* Start *

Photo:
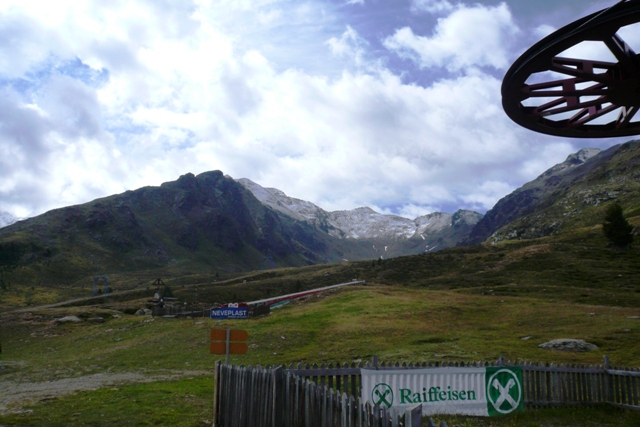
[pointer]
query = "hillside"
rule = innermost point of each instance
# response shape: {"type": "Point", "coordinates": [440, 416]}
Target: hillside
{"type": "Point", "coordinates": [388, 235]}
{"type": "Point", "coordinates": [204, 223]}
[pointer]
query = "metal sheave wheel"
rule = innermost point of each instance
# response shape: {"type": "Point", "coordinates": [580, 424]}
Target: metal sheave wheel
{"type": "Point", "coordinates": [548, 92]}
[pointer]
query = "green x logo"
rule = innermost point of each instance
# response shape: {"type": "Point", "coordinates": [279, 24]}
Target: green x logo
{"type": "Point", "coordinates": [382, 395]}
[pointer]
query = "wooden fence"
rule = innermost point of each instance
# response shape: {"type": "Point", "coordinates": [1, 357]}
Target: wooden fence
{"type": "Point", "coordinates": [328, 395]}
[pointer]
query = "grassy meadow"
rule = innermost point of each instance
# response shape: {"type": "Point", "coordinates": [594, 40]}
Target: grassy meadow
{"type": "Point", "coordinates": [460, 304]}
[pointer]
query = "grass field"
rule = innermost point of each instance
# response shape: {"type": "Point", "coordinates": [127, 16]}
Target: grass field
{"type": "Point", "coordinates": [396, 323]}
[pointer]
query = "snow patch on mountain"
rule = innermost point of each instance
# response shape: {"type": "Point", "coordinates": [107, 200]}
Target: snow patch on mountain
{"type": "Point", "coordinates": [573, 160]}
{"type": "Point", "coordinates": [359, 223]}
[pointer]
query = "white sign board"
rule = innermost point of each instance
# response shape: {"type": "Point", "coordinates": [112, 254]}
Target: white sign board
{"type": "Point", "coordinates": [465, 391]}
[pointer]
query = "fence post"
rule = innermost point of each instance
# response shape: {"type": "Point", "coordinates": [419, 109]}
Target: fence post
{"type": "Point", "coordinates": [413, 416]}
{"type": "Point", "coordinates": [278, 398]}
{"type": "Point", "coordinates": [608, 379]}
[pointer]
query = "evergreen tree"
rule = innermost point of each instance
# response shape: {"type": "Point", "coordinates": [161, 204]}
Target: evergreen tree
{"type": "Point", "coordinates": [616, 228]}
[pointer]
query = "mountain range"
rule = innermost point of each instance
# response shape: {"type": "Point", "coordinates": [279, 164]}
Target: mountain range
{"type": "Point", "coordinates": [211, 222]}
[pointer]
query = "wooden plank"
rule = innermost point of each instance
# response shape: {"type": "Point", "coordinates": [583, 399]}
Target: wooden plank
{"type": "Point", "coordinates": [623, 373]}
{"type": "Point", "coordinates": [630, 407]}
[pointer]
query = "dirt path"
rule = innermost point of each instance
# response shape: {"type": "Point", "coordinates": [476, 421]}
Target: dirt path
{"type": "Point", "coordinates": [15, 394]}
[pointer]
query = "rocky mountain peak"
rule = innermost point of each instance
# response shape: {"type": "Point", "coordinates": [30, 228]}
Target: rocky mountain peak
{"type": "Point", "coordinates": [363, 222]}
{"type": "Point", "coordinates": [573, 160]}
{"type": "Point", "coordinates": [6, 219]}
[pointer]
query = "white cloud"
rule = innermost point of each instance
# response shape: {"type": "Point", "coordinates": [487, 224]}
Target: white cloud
{"type": "Point", "coordinates": [350, 44]}
{"type": "Point", "coordinates": [468, 37]}
{"type": "Point", "coordinates": [251, 88]}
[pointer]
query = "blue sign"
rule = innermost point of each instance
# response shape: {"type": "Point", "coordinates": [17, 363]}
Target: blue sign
{"type": "Point", "coordinates": [230, 313]}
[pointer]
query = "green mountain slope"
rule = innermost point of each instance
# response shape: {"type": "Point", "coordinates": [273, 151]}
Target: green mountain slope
{"type": "Point", "coordinates": [571, 195]}
{"type": "Point", "coordinates": [204, 223]}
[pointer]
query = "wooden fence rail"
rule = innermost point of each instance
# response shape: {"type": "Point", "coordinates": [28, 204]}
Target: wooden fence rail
{"type": "Point", "coordinates": [329, 396]}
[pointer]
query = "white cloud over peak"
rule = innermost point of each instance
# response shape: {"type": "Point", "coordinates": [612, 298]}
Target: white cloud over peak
{"type": "Point", "coordinates": [432, 6]}
{"type": "Point", "coordinates": [350, 45]}
{"type": "Point", "coordinates": [95, 100]}
{"type": "Point", "coordinates": [476, 36]}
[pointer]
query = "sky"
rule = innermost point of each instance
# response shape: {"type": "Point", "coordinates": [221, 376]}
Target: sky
{"type": "Point", "coordinates": [391, 104]}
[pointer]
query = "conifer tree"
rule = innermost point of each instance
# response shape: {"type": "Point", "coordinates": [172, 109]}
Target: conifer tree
{"type": "Point", "coordinates": [616, 228]}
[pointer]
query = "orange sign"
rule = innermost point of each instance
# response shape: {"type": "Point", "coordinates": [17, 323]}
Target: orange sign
{"type": "Point", "coordinates": [218, 343]}
{"type": "Point", "coordinates": [234, 348]}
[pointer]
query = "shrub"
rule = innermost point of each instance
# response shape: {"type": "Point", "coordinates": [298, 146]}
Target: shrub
{"type": "Point", "coordinates": [616, 228]}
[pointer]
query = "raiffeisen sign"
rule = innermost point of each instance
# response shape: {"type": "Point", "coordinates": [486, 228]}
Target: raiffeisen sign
{"type": "Point", "coordinates": [484, 391]}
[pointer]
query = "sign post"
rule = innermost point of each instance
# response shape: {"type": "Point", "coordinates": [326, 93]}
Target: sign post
{"type": "Point", "coordinates": [228, 341]}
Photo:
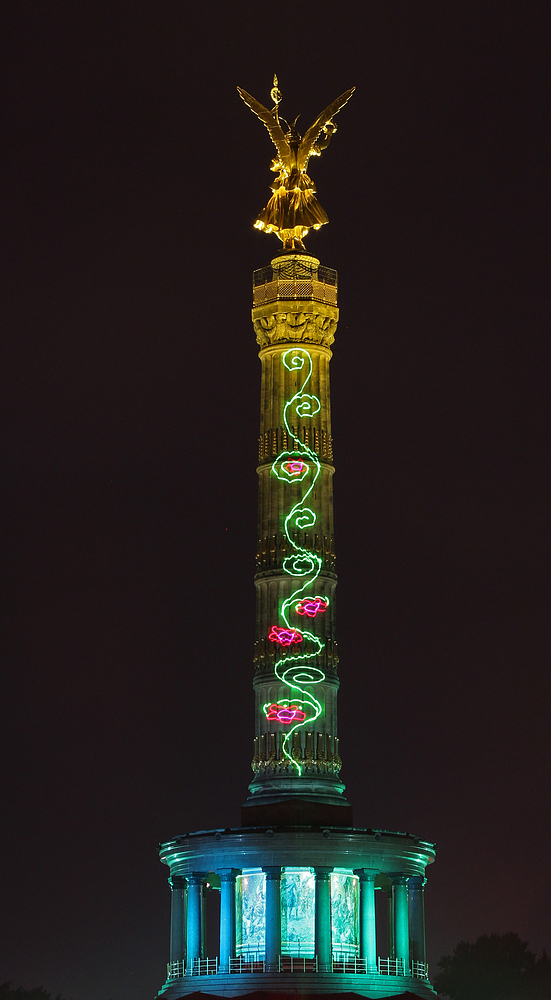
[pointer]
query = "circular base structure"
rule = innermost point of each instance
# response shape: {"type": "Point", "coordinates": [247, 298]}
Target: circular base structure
{"type": "Point", "coordinates": [302, 984]}
{"type": "Point", "coordinates": [299, 912]}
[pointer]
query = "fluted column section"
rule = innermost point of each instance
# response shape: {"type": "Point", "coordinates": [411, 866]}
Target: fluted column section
{"type": "Point", "coordinates": [227, 916]}
{"type": "Point", "coordinates": [368, 926]}
{"type": "Point", "coordinates": [194, 918]}
{"type": "Point", "coordinates": [273, 918]}
{"type": "Point", "coordinates": [323, 918]}
{"type": "Point", "coordinates": [177, 894]}
{"type": "Point", "coordinates": [416, 899]}
{"type": "Point", "coordinates": [400, 920]}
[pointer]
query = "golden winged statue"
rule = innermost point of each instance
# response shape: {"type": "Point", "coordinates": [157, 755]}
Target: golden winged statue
{"type": "Point", "coordinates": [293, 208]}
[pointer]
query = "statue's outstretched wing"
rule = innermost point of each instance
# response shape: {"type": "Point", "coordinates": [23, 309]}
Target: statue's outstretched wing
{"type": "Point", "coordinates": [274, 128]}
{"type": "Point", "coordinates": [315, 129]}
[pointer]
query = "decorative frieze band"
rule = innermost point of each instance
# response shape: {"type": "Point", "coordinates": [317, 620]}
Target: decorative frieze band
{"type": "Point", "coordinates": [290, 327]}
{"type": "Point", "coordinates": [276, 439]}
{"type": "Point", "coordinates": [318, 753]}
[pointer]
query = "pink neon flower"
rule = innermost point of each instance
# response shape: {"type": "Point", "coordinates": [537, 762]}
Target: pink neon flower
{"type": "Point", "coordinates": [285, 636]}
{"type": "Point", "coordinates": [285, 714]}
{"type": "Point", "coordinates": [311, 606]}
{"type": "Point", "coordinates": [293, 468]}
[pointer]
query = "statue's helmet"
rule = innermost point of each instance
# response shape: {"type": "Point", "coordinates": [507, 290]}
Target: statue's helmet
{"type": "Point", "coordinates": [293, 135]}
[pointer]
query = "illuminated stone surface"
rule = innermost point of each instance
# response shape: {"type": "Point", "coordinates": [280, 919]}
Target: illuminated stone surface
{"type": "Point", "coordinates": [299, 885]}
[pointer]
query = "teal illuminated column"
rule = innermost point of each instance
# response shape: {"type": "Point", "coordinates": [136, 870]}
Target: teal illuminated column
{"type": "Point", "coordinates": [273, 918]}
{"type": "Point", "coordinates": [194, 919]}
{"type": "Point", "coordinates": [416, 898]}
{"type": "Point", "coordinates": [400, 921]}
{"type": "Point", "coordinates": [368, 927]}
{"type": "Point", "coordinates": [177, 896]}
{"type": "Point", "coordinates": [296, 681]}
{"type": "Point", "coordinates": [322, 926]}
{"type": "Point", "coordinates": [227, 916]}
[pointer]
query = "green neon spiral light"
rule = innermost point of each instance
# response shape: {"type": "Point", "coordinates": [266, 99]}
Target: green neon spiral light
{"type": "Point", "coordinates": [301, 465]}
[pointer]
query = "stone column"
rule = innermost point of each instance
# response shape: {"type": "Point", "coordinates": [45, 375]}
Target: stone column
{"type": "Point", "coordinates": [416, 899]}
{"type": "Point", "coordinates": [400, 920]}
{"type": "Point", "coordinates": [194, 918]}
{"type": "Point", "coordinates": [178, 887]}
{"type": "Point", "coordinates": [227, 916]}
{"type": "Point", "coordinates": [273, 918]}
{"type": "Point", "coordinates": [368, 927]}
{"type": "Point", "coordinates": [204, 892]}
{"type": "Point", "coordinates": [389, 925]}
{"type": "Point", "coordinates": [323, 919]}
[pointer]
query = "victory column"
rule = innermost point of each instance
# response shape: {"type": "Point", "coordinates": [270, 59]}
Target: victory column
{"type": "Point", "coordinates": [298, 882]}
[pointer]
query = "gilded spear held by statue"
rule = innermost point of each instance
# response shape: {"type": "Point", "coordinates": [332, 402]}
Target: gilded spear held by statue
{"type": "Point", "coordinates": [293, 208]}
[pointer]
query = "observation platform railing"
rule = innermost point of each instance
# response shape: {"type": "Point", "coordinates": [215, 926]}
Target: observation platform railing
{"type": "Point", "coordinates": [343, 964]}
{"type": "Point", "coordinates": [296, 280]}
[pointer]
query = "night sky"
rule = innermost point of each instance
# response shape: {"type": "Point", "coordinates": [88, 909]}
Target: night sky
{"type": "Point", "coordinates": [132, 175]}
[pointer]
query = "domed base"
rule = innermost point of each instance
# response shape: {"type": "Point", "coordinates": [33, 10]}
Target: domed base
{"type": "Point", "coordinates": [306, 984]}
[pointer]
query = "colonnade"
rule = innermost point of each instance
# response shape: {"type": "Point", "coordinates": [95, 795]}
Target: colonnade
{"type": "Point", "coordinates": [406, 918]}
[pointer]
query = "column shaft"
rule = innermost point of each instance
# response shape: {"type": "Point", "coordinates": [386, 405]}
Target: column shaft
{"type": "Point", "coordinates": [273, 918]}
{"type": "Point", "coordinates": [178, 887]}
{"type": "Point", "coordinates": [227, 917]}
{"type": "Point", "coordinates": [204, 893]}
{"type": "Point", "coordinates": [194, 919]}
{"type": "Point", "coordinates": [416, 897]}
{"type": "Point", "coordinates": [368, 926]}
{"type": "Point", "coordinates": [323, 918]}
{"type": "Point", "coordinates": [400, 919]}
{"type": "Point", "coordinates": [389, 925]}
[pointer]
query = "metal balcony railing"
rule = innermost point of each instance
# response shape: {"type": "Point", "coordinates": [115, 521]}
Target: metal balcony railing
{"type": "Point", "coordinates": [252, 962]}
{"type": "Point", "coordinates": [397, 967]}
{"type": "Point", "coordinates": [255, 962]}
{"type": "Point", "coordinates": [350, 965]}
{"type": "Point", "coordinates": [298, 280]}
{"type": "Point", "coordinates": [298, 963]}
{"type": "Point", "coordinates": [419, 970]}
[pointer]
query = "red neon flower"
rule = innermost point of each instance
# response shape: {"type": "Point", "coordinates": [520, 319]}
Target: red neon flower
{"type": "Point", "coordinates": [311, 606]}
{"type": "Point", "coordinates": [294, 467]}
{"type": "Point", "coordinates": [285, 636]}
{"type": "Point", "coordinates": [285, 714]}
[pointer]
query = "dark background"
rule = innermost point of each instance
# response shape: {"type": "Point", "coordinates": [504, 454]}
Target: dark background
{"type": "Point", "coordinates": [132, 175]}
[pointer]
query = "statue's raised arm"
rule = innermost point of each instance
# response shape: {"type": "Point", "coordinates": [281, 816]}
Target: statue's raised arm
{"type": "Point", "coordinates": [293, 208]}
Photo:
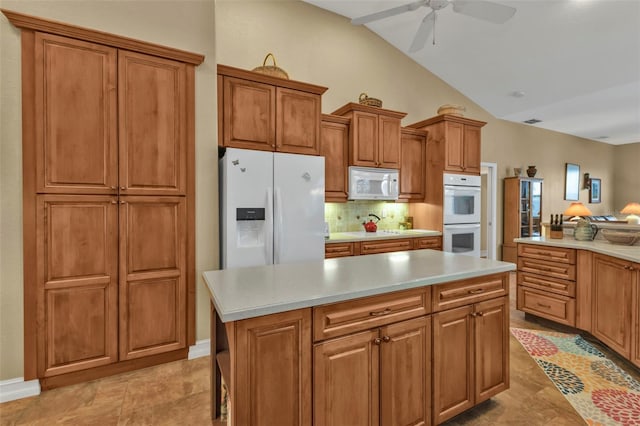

* End *

[Required work]
Extract every line of the records above that contains the word "flower". Case counts, so match only lines where it appears with exactly that capitalization.

[Solution for this exercise]
query = "pink neon flower"
Target: pink neon flower
query = "red neon flower"
Target: red neon flower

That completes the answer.